%%
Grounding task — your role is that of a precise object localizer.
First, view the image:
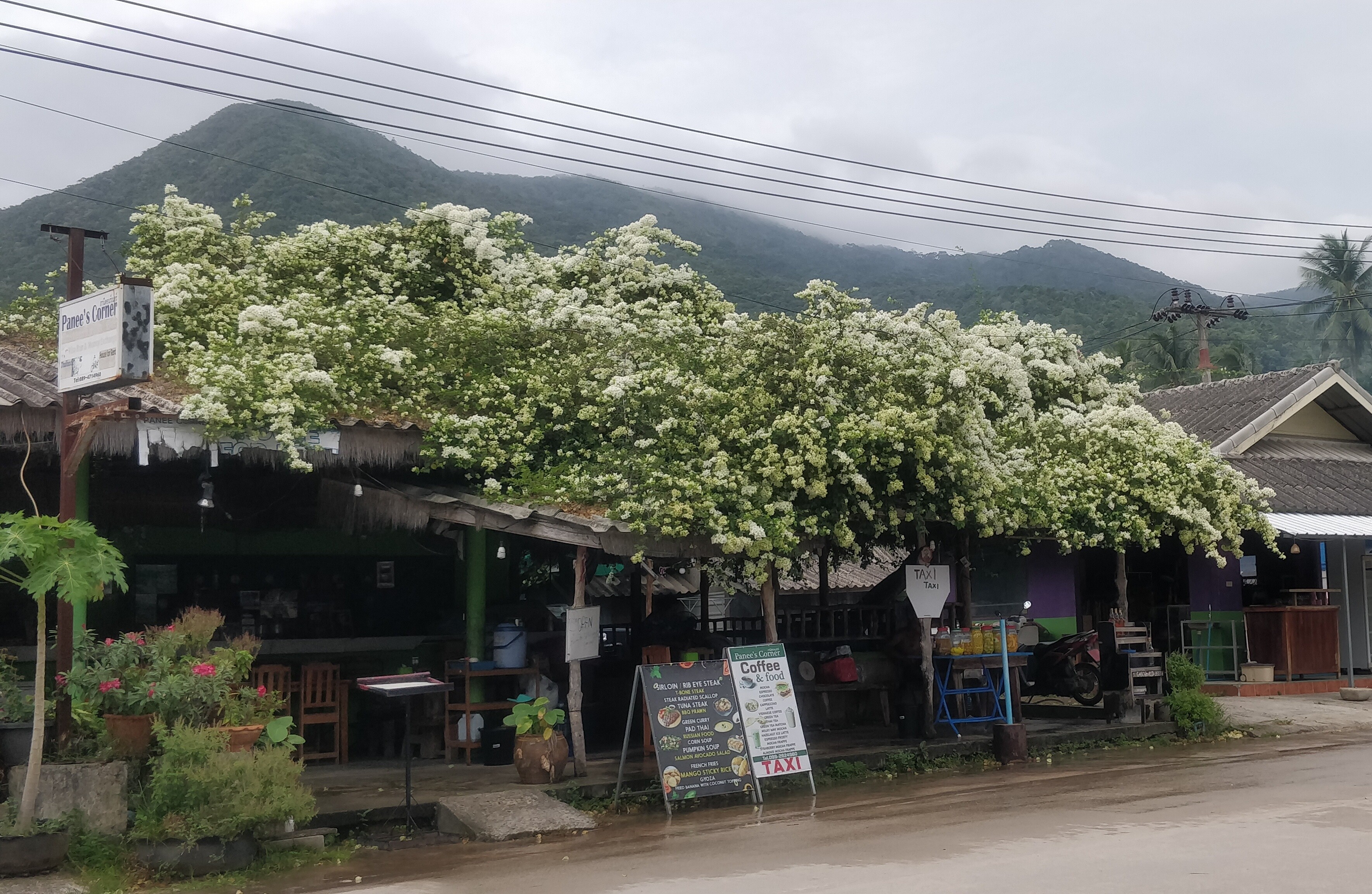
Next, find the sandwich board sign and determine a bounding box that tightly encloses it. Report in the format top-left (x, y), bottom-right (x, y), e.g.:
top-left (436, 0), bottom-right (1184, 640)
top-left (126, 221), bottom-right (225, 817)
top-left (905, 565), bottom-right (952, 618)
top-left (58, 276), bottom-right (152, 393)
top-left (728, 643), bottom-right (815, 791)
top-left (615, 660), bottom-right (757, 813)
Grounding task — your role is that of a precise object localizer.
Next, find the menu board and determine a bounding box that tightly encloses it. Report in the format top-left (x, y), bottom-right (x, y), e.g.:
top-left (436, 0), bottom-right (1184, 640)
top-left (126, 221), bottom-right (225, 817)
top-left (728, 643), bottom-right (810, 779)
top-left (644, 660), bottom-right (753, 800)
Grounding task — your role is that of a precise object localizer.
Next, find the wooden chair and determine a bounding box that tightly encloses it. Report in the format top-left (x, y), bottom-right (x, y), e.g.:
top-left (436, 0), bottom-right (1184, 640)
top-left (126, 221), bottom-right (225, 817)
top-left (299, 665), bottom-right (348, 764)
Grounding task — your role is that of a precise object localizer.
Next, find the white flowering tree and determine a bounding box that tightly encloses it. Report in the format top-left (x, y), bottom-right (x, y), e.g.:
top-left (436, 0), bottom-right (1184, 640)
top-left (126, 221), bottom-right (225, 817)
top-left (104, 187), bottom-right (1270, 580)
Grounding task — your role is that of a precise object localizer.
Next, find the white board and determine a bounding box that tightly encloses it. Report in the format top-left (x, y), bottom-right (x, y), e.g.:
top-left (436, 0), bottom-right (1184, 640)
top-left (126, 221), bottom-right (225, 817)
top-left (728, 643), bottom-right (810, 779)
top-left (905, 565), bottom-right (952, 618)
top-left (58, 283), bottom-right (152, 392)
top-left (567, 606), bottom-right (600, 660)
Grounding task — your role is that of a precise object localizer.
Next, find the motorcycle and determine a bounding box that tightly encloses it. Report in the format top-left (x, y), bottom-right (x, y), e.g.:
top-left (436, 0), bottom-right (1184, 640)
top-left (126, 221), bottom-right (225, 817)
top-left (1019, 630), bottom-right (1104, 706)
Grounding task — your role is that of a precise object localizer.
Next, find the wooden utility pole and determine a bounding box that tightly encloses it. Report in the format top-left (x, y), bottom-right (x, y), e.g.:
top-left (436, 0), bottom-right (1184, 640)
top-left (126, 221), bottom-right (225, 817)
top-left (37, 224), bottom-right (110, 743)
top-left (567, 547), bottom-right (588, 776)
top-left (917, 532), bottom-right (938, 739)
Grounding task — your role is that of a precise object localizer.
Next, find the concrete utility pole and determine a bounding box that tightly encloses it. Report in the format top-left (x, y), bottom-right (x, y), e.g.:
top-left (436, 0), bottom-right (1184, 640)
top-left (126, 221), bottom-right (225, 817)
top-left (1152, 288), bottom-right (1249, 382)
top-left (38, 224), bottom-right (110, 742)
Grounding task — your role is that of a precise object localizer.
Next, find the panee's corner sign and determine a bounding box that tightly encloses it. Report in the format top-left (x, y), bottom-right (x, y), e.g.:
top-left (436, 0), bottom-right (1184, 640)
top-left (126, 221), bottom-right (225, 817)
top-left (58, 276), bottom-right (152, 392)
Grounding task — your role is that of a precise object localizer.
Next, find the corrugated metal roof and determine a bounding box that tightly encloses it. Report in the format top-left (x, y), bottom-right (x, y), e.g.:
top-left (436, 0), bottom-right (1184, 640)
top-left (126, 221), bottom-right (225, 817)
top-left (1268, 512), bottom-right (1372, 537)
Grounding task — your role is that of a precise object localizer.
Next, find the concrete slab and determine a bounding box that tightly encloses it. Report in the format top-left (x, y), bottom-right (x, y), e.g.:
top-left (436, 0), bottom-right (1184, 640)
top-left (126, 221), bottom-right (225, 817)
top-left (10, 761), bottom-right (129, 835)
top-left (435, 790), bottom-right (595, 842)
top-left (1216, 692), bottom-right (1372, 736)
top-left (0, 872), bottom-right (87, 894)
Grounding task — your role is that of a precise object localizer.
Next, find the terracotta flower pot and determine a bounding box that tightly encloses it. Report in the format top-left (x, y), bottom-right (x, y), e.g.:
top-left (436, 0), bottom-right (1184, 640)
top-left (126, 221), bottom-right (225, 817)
%%
Give all of the data again, swapping "tightly encloses" for "snugly surrounds" everywhere it occurs and changing nothing else. Omit the pictures from your answer.

COMPLETE OUTPUT —
Grounding task — your role is that of a precise object localizer.
First, view the image:
Next, find the sandwich board sign and determine a bounding box that snugly surrounds it. Report in the format top-left (x, y), bottom-right (x, y), e.g.:
top-left (436, 0), bottom-right (1184, 640)
top-left (126, 221), bottom-right (225, 817)
top-left (905, 565), bottom-right (952, 618)
top-left (58, 276), bottom-right (152, 393)
top-left (728, 643), bottom-right (815, 791)
top-left (615, 660), bottom-right (757, 813)
Grounding task — your role is that of a precise object localizer.
Next, find the menu board and determine a bounding box that snugly surrounds it. Report in the format top-left (x, y), bottom-right (x, y), e.g.:
top-left (436, 0), bottom-right (1184, 640)
top-left (126, 221), bottom-right (225, 817)
top-left (728, 643), bottom-right (810, 779)
top-left (644, 660), bottom-right (753, 800)
Grounding task — your role is that of a precise object localizer.
Next, find the wooden chair and determine a bounding box that snugly surrounds it. Report in the format top-left (x, y), bottom-right (x, y), e.g.:
top-left (436, 0), bottom-right (1184, 640)
top-left (126, 221), bottom-right (225, 817)
top-left (299, 665), bottom-right (348, 764)
Grounding task — your role is that of a precise object localizer.
Next, find the white flowering tree and determine a bounding box that snugly surrounds it. Report in the format top-left (x, y), bottom-right (x, y), e.g.:
top-left (436, 0), bottom-right (1184, 640)
top-left (126, 221), bottom-right (225, 817)
top-left (104, 187), bottom-right (1270, 580)
Grounding task — your role is that of a precise object localizer.
Next, find the white board and determine a bounding box that snugly surrounds it. Report in the format top-left (x, y), bottom-right (x, y), e.g.:
top-left (436, 0), bottom-right (1184, 640)
top-left (126, 221), bottom-right (225, 817)
top-left (728, 643), bottom-right (810, 779)
top-left (905, 565), bottom-right (952, 618)
top-left (58, 283), bottom-right (152, 392)
top-left (567, 606), bottom-right (600, 660)
Grounding task — your role is that of a precise object localizer.
Next, find the motorcycle and determine a bounding box that snugly surrounds it. Report in the format top-left (x, y), bottom-right (x, y), e.g.:
top-left (436, 0), bottom-right (1184, 640)
top-left (126, 221), bottom-right (225, 817)
top-left (1019, 630), bottom-right (1104, 706)
Grounding task — your role is that of a precise object localizer.
Next, find the wooden utility pole and determine a bounding box that snugly surrounds it. Report in the format top-left (x, y), bottom-right (x, y), e.g.:
top-left (436, 0), bottom-right (1184, 640)
top-left (126, 221), bottom-right (225, 817)
top-left (37, 224), bottom-right (110, 743)
top-left (567, 547), bottom-right (588, 776)
top-left (917, 532), bottom-right (938, 739)
Grounding task — your role is that of a precise object localizer.
Next, find the concrete utility pole and determine a bounding box that snugly surrounds it. Report in the format top-left (x, y), bottom-right (x, y), e.g.:
top-left (436, 0), bottom-right (1184, 640)
top-left (126, 221), bottom-right (225, 817)
top-left (1152, 288), bottom-right (1249, 382)
top-left (38, 224), bottom-right (110, 742)
Grounding task — your role is that of a precise object localizer.
Next, find the panee's corner sign and determine a bounding box that snugly surrounds it. Report in the format top-left (x, y), bottom-right (x, y), e.g.:
top-left (436, 0), bottom-right (1184, 640)
top-left (126, 221), bottom-right (225, 817)
top-left (58, 276), bottom-right (152, 392)
Grounding task — your role is that of a precise object localizer.
Next, find the corrugated metal roof and determine a bounding box that snugly surrounds it. Report in the format top-left (x, y), bottom-right (x, y), e.g.:
top-left (436, 0), bottom-right (1184, 640)
top-left (126, 221), bottom-right (225, 817)
top-left (1268, 512), bottom-right (1372, 537)
Grounding task — your role is that of a precise object localizer.
Next, find the concrete slab and determine a bounding box that snugly surrounds it. Report in the format top-left (x, y), bottom-right (x, y), e.g.:
top-left (436, 0), bottom-right (1184, 640)
top-left (126, 221), bottom-right (225, 817)
top-left (10, 761), bottom-right (129, 835)
top-left (435, 790), bottom-right (595, 842)
top-left (1216, 692), bottom-right (1372, 736)
top-left (0, 872), bottom-right (87, 894)
Grounding task — your role is that of a precise object localizer.
Next, find the terracotta flower pot and determine a bounding box that snugly surrounds it. Report in the format top-left (x, y), bottom-right (x, y), e.g.:
top-left (436, 0), bottom-right (1184, 640)
top-left (126, 221), bottom-right (225, 817)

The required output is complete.